- [Provided text]
“When I was pregnant with my first daughter,” explained Dima Zayat, ANERA Medical In-Kind Program Coordinator in Lebanon, “I read a lot about the benefits of breastfeeding and decided to do it."
"But, when I gave birth, many factors made it difficult and I was very disappointed.”
Dima’s misadventure in breastfeeding her first child was not unique. Hospital regulations, lack of community and family support, and the shortage of-well trained nurses in breastfeeding are just a few of the many factors discouraging women from breastfeeding.
The World Health Organization and breastfeeding advocacy groups have long recommended breastfeeding a baby for the first six months and encouraged mothers to avoid bottles and pacifiers. Scientific studies show many short- and long-term benefits from breastfeeding for infants, children and mothers. And yet mothers often do not get the support they need to overcome the challenges of breastfeeding.
After completing her MA in public health in 2006 and graduating as a registered nurse, Dima pursued an internship with ANERA where she worked on the Creative Health Campaign. During her internship she became involved in the breastfeeding and infant nutrition campaigns. The series of workshops, festive activities and women support groups helped Dima learn a lot about the benefits of breastfeeding and how to overcome the challenges that new mothers face.
“At times during the sessions, I felt people were talking about me,” says Dima. “It was amazing to have women breastfeeding their babies while taking part in the discussions. I didn’t just learn about breastfeeding, I actually lived it,” she exclaims.

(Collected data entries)
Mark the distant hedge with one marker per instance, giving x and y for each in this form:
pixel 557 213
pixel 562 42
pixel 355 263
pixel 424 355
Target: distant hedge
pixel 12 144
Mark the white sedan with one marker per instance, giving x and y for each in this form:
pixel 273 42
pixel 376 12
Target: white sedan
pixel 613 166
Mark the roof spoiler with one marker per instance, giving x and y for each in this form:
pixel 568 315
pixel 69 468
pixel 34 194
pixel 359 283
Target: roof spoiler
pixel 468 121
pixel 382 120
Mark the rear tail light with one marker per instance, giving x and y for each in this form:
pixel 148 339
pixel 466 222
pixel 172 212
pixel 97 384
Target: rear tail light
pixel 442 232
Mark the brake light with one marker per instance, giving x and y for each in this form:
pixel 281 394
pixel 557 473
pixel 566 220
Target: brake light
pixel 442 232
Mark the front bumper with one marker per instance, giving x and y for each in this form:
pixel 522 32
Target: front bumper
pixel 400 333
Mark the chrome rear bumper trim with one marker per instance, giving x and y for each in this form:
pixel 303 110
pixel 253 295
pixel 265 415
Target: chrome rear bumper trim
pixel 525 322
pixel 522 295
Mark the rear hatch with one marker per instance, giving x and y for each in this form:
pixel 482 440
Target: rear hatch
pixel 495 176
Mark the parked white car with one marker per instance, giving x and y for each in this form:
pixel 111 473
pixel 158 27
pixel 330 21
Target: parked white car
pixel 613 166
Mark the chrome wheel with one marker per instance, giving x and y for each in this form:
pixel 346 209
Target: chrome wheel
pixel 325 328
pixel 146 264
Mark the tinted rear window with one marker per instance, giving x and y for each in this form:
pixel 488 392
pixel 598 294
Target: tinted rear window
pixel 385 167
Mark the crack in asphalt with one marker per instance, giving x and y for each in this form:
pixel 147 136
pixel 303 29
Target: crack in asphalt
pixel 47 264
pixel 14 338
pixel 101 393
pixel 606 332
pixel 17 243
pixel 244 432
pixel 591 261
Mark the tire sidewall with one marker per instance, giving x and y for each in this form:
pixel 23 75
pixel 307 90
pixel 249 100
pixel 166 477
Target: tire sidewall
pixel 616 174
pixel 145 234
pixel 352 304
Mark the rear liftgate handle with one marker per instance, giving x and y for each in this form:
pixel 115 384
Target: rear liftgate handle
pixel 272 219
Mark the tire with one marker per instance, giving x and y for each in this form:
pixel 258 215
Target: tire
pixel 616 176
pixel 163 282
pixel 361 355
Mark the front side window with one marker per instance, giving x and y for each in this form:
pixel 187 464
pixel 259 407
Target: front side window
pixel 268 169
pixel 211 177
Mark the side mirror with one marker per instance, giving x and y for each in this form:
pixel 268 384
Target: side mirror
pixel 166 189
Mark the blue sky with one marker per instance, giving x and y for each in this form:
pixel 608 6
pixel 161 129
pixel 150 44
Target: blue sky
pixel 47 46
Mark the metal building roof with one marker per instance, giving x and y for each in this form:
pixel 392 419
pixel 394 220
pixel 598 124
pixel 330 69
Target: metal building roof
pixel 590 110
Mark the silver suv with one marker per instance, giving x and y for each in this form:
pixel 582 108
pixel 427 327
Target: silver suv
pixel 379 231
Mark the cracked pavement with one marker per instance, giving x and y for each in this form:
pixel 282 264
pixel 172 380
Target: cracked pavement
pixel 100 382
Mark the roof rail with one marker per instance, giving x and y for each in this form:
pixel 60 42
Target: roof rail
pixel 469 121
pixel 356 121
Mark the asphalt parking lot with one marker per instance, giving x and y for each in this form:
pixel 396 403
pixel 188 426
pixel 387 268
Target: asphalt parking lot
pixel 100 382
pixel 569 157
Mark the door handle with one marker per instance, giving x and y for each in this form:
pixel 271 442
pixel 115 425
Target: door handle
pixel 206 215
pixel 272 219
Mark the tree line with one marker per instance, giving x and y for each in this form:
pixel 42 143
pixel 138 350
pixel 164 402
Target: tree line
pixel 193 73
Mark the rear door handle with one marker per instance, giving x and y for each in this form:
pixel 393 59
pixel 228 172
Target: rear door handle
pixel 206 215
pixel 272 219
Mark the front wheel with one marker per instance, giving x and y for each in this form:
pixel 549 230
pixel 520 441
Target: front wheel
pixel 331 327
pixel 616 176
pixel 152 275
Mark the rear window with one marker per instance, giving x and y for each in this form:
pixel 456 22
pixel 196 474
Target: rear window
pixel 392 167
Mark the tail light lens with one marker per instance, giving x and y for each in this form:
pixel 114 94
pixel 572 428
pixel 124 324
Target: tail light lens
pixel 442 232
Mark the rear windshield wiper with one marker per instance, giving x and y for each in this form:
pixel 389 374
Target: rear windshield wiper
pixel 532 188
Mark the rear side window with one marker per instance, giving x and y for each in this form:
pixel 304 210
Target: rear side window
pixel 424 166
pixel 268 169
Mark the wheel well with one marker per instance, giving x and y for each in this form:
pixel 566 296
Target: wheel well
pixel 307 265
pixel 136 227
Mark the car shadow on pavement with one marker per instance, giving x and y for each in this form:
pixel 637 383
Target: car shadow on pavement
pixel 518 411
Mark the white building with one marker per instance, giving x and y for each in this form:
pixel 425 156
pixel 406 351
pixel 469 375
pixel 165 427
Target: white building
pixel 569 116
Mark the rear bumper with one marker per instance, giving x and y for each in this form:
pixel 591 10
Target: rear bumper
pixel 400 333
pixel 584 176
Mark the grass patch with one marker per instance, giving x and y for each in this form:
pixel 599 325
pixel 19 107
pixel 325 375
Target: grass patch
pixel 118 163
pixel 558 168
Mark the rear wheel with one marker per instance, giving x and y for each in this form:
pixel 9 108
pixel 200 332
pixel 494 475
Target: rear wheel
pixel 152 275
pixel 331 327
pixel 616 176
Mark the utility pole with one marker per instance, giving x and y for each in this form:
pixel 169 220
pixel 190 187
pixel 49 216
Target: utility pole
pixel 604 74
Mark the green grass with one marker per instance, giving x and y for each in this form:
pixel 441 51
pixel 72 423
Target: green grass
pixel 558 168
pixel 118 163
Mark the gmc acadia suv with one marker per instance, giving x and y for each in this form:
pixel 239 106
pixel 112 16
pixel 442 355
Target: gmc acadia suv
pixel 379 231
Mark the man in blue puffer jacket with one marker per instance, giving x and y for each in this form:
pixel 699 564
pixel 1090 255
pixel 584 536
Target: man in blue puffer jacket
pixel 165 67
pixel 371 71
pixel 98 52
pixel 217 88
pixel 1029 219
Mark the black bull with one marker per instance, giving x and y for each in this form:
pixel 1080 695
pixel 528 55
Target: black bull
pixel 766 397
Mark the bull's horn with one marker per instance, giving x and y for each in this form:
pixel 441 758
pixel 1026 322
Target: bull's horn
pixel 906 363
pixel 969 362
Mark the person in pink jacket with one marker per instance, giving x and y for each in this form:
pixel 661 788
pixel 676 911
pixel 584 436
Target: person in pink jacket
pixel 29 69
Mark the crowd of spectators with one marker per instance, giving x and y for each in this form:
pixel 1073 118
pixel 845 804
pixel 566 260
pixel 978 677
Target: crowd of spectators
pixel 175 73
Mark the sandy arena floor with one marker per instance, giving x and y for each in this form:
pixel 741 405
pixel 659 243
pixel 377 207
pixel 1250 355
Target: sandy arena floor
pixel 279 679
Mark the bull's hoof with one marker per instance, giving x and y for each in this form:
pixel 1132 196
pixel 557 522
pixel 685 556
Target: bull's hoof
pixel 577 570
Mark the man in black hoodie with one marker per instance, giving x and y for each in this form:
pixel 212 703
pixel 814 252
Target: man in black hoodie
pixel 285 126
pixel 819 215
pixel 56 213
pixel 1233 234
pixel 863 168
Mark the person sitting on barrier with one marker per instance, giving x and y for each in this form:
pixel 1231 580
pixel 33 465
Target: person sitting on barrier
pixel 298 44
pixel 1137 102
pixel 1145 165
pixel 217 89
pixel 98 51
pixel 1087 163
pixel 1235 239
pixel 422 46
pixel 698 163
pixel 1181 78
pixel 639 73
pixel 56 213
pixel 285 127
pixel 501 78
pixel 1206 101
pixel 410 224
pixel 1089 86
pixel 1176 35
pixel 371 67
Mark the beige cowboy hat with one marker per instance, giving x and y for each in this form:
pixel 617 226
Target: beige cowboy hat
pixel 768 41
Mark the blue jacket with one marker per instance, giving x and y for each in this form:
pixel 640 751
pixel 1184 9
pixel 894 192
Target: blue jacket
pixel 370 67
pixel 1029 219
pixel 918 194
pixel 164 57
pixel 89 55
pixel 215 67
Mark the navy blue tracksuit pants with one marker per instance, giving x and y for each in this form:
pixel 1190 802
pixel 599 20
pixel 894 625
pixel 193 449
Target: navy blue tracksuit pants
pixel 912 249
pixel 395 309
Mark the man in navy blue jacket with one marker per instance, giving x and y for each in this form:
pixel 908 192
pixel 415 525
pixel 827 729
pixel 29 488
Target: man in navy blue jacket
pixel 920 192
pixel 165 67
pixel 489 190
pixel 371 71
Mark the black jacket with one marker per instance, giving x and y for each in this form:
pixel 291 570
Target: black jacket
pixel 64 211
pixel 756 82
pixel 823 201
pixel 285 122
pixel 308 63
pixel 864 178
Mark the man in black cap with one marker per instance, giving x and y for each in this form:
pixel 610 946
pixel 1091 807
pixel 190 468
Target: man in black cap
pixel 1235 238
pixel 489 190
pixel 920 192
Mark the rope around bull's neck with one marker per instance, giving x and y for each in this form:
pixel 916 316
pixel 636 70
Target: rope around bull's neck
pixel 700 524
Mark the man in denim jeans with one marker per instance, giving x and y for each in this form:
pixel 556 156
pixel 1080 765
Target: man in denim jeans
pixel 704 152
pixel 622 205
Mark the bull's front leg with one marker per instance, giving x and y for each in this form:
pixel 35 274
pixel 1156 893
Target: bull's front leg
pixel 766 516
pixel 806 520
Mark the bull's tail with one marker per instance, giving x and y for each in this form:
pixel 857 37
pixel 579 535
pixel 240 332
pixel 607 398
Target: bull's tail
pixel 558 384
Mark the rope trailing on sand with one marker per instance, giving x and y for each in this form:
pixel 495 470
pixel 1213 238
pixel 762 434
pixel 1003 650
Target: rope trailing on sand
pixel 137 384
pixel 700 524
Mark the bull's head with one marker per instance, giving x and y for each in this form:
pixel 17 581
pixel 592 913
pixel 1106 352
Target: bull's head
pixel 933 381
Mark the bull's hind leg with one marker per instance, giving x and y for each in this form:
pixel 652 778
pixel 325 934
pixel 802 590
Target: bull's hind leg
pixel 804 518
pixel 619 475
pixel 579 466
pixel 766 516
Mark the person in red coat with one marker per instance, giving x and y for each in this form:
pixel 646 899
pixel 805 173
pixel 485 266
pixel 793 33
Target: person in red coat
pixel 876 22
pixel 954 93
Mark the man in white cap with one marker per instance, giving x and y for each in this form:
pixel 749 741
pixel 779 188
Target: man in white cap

- [Problem set]
1. In the text about Dima Zayat and breastfeeding, what degree did she complete in 2006?
2. Carry on the text about Dima Zayat and breastfeeding, picking up after its final sentence.

- [Responses]
1. An MA in public health.

2.
Dima says the awareness sessions were far more than just presentations, charts and flyers. “It was living a reality of demonstrations and interaction with real people, real women in a creative way that makes the more scientific details easy to understand.”
Three years have passed since her first experience with breastfeeding. Now a full-time ANERA staffer, Dima has successfully breastfed her two youngest children and attributes that to ANERA’s public health outreach that uses an appealing interactive and community-based approach. “Changing people’s behavior takes time,” says Dima. “When someone experiences lessons that are different, creative and interactive, you do start to see changes in behavior.
Since 2006, the Creative Health Campaign has promoted simple, smart and cost-effective health practices that help families protect their health and well-being. Breastfeeding is just one of the many health issues addressed by the campaign.